**Исходный отрывок:**
По городу слонялась бездомная луна. И я шел с ней вместе, отогревая в себе неисполнимые мечты и нестройные песни.
«Нестройные песни» — это в художественном целом рассказа гейдельбергские (романтические) песни; Аполек, насытившись угощением Брайны, «подпевал слепцу дребезжащим голосом». Но для рассказчика приятие нерушимой святости каждой человеческой жизни — именно «неисполнимые мечты», к которым возможно лишь приблизиться, «отогревая» их «в себе», что, как может убедиться читатель цикла, оказывается далеко не всегда по силам рассказчику в мире «Конармии».
В частности, упоминание рассказчика уже после взятого на себя нового «обета» об «обворованных евреях» возвращает читателя к рассмотренной нами выше фразе корчмаря Шмереля. Вновь намечается мотив поиска виновных, мотив весьма далекий от позиции Аполека.
Следующий же рассказ цикла («Солнце Италии») раскрывает и корректирует лапидарную формулу рассказчика.
За стеной искренне плакала еврейка, ей отвечало стонущее бормотание долговязого мужа. Они вспоминали об ограбленных вещах и злобствовали друг на друга за незадачливость.
Непрощенное зло, причиненное героям другими, длящаяся память об этом зле (не «вспомнили», а «вспоминали») неизбежно деформирует и сознание жертв насилия. Злобствование, направленное на других, жалит самих героев.

**Задание 1:**
Пожалуйста, найдите в списке все строки со словом «skate» и выпишите их. Регистр букв учитывается.
Отрывок и список между собой никак не связаны.

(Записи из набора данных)
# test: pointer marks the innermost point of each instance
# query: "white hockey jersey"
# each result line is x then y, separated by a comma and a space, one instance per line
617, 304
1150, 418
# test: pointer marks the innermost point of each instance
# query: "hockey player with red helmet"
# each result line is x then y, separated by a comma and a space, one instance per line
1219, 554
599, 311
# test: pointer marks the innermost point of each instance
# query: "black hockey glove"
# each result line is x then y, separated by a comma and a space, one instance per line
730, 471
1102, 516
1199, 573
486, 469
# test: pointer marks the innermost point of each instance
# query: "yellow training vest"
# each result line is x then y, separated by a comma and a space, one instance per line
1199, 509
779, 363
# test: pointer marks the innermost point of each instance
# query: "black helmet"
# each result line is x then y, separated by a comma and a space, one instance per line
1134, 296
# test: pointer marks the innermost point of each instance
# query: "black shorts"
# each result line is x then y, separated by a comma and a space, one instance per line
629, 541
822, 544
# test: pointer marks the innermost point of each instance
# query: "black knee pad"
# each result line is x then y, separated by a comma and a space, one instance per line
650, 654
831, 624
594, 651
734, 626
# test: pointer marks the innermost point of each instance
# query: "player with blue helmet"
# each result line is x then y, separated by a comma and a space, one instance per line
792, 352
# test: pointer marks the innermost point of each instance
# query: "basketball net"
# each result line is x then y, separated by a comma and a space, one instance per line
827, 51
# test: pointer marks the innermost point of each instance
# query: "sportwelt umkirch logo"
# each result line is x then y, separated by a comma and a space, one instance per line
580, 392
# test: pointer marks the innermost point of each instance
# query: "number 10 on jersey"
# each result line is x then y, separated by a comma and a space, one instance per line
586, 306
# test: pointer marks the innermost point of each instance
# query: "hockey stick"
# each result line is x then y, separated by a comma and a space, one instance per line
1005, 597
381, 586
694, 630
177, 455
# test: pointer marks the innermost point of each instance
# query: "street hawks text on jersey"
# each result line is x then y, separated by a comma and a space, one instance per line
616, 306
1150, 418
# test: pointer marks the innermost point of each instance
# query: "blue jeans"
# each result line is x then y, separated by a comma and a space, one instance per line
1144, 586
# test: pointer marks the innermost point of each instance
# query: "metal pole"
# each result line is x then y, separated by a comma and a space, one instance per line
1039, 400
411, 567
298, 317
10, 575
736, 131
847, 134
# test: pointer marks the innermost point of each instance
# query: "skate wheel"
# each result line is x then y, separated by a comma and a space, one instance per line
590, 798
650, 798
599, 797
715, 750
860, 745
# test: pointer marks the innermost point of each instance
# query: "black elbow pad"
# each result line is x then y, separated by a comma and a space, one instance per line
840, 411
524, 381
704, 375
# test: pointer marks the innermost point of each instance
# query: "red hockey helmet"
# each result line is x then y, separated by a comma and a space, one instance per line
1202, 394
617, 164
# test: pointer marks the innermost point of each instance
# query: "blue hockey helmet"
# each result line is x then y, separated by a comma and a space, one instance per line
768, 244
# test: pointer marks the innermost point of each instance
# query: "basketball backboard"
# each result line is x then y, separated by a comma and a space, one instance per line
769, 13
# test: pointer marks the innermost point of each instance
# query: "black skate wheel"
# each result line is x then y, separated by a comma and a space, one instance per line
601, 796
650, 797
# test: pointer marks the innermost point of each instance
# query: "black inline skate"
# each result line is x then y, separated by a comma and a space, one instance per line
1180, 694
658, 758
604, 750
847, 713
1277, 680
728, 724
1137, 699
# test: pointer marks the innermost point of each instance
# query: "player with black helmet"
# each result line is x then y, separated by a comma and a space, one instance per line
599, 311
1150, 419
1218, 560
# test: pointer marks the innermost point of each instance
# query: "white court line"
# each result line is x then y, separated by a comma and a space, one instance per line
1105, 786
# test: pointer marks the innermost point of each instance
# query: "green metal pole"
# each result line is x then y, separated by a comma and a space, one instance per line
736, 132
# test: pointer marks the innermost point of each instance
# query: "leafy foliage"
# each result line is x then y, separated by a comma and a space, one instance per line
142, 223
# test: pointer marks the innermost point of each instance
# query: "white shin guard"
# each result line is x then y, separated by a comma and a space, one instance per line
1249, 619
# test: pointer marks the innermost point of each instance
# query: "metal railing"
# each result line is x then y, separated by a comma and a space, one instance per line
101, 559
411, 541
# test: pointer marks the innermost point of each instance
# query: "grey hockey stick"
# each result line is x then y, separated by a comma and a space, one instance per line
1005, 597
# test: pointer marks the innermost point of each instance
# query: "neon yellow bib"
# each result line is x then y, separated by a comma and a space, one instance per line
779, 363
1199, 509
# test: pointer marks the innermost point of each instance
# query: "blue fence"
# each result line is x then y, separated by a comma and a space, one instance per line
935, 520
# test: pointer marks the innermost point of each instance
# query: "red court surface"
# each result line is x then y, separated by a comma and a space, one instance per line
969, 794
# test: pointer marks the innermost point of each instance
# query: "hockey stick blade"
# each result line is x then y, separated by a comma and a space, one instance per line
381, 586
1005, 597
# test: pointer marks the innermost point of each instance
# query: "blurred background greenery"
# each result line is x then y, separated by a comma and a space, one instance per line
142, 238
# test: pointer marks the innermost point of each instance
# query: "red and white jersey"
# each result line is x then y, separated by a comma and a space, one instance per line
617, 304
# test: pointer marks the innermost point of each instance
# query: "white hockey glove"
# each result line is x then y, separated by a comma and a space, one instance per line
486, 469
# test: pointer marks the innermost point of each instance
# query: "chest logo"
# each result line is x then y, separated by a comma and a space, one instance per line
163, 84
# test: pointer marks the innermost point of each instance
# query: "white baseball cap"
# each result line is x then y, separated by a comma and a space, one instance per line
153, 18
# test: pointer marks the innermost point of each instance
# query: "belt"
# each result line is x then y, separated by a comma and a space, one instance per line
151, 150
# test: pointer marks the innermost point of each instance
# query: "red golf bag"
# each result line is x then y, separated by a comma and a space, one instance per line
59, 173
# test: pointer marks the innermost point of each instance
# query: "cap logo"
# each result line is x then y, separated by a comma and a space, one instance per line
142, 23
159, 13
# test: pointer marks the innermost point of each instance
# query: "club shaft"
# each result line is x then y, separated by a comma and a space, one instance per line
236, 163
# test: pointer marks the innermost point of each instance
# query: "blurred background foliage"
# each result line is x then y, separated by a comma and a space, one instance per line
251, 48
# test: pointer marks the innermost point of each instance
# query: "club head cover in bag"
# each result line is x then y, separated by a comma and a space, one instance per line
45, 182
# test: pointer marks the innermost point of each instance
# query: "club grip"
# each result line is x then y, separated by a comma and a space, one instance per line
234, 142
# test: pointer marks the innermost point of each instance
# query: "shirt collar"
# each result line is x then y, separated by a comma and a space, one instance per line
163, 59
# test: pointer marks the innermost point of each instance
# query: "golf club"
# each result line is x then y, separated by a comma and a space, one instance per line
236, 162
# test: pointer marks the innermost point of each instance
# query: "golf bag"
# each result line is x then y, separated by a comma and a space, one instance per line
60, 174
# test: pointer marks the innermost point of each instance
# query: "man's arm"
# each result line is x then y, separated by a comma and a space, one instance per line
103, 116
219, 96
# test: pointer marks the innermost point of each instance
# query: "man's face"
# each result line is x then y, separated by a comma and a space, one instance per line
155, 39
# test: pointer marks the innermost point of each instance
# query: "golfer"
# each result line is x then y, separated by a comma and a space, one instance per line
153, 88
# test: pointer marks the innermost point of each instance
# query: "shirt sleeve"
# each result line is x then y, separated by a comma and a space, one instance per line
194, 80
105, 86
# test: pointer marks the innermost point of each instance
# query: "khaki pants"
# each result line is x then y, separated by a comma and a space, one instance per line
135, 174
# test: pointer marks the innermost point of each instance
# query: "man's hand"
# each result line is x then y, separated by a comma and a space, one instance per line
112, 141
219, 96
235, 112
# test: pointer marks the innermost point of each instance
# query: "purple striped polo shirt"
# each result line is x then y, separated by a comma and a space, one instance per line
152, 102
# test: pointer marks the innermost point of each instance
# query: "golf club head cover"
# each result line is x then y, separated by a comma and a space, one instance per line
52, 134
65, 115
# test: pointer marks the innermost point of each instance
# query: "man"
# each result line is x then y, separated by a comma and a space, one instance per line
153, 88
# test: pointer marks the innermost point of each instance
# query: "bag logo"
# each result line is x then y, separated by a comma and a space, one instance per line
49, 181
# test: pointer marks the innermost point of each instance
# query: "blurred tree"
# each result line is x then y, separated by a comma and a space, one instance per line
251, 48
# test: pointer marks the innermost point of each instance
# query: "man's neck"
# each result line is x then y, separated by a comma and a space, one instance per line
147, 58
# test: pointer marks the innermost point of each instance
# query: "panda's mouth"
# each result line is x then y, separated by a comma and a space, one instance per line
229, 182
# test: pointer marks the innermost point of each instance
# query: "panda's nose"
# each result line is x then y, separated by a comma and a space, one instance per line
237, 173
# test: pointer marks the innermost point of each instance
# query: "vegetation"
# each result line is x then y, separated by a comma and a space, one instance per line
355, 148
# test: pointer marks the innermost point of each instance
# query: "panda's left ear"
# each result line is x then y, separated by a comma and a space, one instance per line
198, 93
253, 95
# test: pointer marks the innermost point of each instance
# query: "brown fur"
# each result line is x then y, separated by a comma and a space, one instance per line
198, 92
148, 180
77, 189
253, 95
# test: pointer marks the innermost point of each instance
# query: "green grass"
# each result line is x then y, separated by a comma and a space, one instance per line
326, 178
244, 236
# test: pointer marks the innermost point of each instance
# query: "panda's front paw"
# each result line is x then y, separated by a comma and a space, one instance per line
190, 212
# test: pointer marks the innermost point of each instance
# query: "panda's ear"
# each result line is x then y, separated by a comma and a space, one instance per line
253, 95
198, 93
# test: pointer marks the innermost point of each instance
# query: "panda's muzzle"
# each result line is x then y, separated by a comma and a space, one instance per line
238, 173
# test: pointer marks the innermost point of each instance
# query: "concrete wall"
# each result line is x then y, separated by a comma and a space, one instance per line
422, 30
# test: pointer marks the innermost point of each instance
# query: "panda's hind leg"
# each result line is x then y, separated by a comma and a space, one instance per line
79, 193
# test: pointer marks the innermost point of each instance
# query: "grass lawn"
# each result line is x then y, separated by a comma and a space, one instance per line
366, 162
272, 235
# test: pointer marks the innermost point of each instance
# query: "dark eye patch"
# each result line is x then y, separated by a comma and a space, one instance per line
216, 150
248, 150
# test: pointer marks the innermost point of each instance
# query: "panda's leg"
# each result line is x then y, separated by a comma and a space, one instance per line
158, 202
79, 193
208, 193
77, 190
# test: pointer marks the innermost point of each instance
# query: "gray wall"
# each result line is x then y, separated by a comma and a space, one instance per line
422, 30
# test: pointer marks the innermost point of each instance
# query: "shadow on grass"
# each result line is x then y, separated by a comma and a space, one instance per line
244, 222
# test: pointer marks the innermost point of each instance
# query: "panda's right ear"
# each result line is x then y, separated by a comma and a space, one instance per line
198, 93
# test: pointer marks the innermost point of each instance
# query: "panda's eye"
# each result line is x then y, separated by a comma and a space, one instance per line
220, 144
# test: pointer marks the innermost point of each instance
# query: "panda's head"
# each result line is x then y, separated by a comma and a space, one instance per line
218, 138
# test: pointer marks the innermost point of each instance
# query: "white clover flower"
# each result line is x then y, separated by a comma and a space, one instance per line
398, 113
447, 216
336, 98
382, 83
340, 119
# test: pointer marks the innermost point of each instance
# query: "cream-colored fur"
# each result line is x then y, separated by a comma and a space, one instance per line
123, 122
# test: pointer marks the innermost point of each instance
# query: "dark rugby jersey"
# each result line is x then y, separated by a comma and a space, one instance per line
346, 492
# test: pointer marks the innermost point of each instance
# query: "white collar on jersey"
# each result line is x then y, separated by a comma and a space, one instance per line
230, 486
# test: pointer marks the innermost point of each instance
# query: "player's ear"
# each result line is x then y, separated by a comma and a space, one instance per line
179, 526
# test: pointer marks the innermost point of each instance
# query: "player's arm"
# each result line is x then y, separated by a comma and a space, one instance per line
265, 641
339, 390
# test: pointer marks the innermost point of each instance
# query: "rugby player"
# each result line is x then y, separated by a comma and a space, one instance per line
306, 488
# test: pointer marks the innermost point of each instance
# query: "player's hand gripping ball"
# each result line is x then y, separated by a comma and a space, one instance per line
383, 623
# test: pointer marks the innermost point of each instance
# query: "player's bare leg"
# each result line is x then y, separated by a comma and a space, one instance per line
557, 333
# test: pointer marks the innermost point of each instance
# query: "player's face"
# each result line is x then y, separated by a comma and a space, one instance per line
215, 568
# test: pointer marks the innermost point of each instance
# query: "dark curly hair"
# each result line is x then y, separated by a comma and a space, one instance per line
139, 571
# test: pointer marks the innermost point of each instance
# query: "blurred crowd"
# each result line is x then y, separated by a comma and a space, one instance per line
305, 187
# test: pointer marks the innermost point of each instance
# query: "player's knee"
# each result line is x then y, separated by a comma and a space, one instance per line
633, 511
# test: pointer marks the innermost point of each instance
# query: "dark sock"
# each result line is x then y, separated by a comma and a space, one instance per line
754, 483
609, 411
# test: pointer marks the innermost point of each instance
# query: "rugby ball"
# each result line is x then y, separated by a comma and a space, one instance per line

**Задание 2:**
Что, согласно отрывку, раскрывает и корректирует лапидарную формулу рассказчика?

**Ответ 1:**
# query: "skate wheel"
# query: "black skate wheel"
# query: "black inline skate"

**Ответ 2:**
Следующий рассказ цикла, «Солнце Италии».